<<<<
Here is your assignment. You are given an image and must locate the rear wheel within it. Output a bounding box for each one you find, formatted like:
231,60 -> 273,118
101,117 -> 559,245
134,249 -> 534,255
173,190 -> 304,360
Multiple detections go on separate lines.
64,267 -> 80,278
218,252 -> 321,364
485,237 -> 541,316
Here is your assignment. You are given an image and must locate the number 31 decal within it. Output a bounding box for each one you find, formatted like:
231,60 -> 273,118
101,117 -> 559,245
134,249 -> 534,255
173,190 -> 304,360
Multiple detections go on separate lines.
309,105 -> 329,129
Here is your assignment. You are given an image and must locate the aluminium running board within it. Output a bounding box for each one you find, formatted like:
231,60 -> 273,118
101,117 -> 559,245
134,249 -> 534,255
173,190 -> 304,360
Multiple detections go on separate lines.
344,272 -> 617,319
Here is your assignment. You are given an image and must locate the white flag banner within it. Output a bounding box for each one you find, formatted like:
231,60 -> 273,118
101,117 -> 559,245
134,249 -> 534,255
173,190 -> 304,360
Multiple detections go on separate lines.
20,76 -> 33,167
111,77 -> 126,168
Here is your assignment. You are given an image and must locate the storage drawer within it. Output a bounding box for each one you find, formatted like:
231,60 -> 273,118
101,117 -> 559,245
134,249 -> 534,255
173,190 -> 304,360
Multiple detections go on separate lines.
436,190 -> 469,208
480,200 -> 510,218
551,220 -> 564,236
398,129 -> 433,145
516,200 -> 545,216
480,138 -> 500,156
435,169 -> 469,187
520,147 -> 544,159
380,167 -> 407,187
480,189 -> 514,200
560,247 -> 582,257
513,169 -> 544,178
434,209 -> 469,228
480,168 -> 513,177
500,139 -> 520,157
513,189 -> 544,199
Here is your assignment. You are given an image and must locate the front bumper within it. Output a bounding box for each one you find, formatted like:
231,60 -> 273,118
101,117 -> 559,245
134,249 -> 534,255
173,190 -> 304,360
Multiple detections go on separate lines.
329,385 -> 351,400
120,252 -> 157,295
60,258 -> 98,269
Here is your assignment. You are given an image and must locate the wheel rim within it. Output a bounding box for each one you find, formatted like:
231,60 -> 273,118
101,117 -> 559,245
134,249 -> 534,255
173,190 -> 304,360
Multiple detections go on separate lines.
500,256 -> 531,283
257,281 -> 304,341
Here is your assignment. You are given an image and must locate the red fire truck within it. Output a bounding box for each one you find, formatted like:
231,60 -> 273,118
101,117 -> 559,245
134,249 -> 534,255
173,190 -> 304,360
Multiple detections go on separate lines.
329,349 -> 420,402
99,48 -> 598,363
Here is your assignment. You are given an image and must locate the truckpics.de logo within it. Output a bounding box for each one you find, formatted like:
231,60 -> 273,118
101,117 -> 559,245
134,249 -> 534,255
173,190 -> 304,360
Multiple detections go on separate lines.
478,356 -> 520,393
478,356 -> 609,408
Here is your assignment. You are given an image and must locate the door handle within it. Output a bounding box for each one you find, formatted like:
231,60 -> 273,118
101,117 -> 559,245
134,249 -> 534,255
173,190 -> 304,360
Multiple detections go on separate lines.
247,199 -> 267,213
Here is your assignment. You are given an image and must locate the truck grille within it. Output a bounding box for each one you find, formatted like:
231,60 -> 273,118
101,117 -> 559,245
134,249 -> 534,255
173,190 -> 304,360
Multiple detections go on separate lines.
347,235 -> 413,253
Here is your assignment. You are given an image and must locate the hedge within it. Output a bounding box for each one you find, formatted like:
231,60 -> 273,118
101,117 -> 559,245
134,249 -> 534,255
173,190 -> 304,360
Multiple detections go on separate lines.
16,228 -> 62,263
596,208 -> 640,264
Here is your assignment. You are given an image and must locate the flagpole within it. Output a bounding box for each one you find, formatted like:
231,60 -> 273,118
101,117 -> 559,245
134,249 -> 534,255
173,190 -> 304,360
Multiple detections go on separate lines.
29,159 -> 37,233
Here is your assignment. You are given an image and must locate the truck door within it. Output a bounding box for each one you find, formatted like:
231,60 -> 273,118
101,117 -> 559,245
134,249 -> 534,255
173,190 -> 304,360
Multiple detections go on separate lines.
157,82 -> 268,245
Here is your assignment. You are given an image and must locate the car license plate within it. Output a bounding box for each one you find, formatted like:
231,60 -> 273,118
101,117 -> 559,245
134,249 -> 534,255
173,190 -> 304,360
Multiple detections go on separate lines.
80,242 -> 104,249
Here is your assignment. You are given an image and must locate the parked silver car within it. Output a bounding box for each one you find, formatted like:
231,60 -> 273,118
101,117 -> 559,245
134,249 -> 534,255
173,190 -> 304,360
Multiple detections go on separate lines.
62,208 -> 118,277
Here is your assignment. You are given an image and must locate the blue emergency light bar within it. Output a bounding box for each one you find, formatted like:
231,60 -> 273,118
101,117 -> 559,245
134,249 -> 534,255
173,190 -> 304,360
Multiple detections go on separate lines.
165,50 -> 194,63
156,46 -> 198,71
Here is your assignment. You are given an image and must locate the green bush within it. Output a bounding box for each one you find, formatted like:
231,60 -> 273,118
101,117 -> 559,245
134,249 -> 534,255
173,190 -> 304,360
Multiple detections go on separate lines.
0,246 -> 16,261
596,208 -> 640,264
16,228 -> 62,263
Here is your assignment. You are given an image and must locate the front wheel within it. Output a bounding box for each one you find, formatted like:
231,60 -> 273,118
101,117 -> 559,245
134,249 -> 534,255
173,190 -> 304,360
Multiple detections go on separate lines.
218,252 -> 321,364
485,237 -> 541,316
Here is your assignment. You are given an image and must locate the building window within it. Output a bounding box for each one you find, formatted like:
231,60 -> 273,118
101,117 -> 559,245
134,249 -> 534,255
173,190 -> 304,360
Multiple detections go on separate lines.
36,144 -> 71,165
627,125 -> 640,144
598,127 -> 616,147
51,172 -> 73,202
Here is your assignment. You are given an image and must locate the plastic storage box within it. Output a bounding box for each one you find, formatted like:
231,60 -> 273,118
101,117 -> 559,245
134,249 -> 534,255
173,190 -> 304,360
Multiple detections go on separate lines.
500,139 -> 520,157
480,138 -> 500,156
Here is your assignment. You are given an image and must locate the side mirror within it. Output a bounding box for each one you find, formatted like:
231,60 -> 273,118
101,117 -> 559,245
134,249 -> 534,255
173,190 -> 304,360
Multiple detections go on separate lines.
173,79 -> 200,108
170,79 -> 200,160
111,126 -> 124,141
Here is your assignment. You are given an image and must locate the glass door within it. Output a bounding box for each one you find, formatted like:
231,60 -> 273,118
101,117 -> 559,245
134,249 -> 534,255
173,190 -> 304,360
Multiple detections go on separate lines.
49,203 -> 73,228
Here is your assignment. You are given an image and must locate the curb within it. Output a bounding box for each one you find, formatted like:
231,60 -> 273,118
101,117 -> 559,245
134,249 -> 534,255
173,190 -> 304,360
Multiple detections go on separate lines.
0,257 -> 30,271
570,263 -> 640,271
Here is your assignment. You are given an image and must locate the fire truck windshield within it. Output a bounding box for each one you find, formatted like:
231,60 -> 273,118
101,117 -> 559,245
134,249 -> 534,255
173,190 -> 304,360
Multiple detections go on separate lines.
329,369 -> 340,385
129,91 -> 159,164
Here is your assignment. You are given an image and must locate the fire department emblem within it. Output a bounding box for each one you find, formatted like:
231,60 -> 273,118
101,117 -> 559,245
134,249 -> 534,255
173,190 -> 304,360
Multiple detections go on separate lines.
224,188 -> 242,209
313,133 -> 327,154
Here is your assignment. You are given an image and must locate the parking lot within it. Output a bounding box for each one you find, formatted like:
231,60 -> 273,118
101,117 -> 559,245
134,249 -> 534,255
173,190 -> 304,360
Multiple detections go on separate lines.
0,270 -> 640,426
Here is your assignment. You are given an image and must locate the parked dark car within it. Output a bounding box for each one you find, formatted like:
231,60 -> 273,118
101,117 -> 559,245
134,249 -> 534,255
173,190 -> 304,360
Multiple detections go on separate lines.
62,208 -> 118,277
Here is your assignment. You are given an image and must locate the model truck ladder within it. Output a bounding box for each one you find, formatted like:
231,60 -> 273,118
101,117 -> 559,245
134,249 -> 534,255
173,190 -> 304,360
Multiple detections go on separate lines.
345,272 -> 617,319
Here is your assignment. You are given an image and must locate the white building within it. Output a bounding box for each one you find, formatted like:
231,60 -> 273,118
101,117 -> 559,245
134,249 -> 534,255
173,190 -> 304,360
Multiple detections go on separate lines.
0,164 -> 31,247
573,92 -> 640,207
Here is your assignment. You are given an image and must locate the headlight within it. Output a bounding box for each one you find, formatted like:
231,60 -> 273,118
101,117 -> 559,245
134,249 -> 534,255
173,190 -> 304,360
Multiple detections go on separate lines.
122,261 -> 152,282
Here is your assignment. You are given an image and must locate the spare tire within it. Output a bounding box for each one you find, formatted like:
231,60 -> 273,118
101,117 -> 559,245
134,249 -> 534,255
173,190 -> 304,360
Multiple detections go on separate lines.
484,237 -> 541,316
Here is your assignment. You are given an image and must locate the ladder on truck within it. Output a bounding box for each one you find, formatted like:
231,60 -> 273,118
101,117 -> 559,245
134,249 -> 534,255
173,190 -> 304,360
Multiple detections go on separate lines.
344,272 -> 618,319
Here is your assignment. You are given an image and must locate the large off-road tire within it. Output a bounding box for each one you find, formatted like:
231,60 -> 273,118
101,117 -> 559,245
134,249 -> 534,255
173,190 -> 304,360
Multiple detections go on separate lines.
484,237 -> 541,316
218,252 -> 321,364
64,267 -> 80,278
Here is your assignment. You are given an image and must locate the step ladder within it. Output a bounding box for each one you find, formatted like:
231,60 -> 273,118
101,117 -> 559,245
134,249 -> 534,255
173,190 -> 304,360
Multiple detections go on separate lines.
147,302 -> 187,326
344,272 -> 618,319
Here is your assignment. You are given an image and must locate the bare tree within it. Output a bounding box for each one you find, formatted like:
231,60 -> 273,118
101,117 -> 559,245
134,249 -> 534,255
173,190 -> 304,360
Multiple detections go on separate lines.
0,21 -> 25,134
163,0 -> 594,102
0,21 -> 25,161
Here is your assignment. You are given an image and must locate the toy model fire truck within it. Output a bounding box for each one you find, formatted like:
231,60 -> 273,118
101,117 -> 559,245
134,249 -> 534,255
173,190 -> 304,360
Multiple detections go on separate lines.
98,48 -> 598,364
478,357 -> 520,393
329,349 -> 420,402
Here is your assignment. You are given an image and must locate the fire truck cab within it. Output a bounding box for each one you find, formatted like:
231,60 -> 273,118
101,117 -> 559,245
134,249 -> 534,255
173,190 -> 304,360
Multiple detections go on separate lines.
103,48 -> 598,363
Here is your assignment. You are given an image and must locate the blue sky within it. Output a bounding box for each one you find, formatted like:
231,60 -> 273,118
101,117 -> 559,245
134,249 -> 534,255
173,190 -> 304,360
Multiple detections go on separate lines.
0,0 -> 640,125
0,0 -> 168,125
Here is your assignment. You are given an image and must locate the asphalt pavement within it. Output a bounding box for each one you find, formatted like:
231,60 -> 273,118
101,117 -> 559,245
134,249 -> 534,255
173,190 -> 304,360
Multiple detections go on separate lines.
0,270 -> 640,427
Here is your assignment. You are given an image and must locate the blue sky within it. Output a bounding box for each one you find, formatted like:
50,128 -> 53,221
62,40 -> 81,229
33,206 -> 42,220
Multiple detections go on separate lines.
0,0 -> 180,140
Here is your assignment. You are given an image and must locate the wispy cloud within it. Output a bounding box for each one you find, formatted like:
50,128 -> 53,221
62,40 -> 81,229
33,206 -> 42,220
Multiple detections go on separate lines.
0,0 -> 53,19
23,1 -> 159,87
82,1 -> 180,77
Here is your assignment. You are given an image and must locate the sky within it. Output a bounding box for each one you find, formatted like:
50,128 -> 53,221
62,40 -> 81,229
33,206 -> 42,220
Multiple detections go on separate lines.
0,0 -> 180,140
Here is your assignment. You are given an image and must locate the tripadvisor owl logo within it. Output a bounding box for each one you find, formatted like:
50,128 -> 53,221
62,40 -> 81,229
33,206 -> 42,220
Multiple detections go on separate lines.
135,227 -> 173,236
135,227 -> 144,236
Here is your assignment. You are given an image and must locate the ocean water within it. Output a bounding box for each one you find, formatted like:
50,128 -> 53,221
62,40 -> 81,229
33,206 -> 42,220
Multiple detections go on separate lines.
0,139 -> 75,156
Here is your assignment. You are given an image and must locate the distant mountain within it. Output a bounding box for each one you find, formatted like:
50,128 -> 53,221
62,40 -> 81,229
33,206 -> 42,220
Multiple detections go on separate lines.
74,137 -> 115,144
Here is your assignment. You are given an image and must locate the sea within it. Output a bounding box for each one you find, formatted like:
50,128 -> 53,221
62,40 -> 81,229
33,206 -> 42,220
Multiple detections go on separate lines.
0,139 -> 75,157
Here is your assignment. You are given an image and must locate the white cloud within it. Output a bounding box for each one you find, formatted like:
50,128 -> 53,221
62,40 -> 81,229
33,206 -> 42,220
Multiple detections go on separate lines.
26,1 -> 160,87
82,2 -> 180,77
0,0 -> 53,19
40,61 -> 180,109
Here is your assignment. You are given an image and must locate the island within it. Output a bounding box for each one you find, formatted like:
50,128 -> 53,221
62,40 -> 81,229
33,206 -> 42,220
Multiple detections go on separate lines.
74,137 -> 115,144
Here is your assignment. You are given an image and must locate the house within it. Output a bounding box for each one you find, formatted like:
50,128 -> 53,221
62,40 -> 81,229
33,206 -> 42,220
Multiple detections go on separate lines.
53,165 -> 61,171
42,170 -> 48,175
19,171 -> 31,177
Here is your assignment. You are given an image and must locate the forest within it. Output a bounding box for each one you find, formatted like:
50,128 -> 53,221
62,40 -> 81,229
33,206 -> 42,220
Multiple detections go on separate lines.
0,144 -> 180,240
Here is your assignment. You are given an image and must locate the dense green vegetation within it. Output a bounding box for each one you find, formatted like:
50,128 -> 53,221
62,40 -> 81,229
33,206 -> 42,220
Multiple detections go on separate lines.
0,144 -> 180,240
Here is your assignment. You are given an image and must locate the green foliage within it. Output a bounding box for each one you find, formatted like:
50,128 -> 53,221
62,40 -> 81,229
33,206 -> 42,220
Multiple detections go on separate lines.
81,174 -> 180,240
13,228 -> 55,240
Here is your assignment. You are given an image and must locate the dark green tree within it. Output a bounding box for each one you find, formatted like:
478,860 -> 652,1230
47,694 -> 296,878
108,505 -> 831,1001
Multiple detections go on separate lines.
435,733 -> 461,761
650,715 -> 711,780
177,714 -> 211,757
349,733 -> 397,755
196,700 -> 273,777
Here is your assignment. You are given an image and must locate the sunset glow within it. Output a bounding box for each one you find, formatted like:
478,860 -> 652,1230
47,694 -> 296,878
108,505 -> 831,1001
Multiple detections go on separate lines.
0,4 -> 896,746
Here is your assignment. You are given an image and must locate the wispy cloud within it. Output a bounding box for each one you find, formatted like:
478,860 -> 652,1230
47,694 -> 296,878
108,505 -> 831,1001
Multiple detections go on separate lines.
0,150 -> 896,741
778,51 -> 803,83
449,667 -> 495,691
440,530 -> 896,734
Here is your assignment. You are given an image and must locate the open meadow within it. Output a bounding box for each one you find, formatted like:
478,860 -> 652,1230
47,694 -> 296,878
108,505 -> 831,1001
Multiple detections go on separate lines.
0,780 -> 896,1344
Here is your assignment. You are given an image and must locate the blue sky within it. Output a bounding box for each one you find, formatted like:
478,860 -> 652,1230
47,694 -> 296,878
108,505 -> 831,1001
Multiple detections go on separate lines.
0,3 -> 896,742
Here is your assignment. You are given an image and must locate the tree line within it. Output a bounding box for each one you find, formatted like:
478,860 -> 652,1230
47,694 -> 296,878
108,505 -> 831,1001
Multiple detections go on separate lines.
>>>>
What the task asks: Copy the part of the material that opens with the line containing "locate the side" and closes with the line containing "49,203 -> 73,228", keeping both of those lines. Reproduce every line without changes.

Answer in full:
Here is your assignment. You are given an image and must locate the side mirror within it. Output a bounding box for each one you find, formatted like:
231,60 -> 273,118
101,117 -> 559,245
134,249 -> 534,255
173,190 -> 304,360
Multiple detections go on separate lines.
173,79 -> 200,108
170,79 -> 200,160
111,126 -> 124,141
Here is your assignment. You are given an image and must locate the glass door within it. Output a bounding box for each one you find, formatted like:
231,60 -> 273,118
101,117 -> 559,245
134,249 -> 534,255
173,190 -> 304,360
Multiple detections go on separate lines.
49,203 -> 73,228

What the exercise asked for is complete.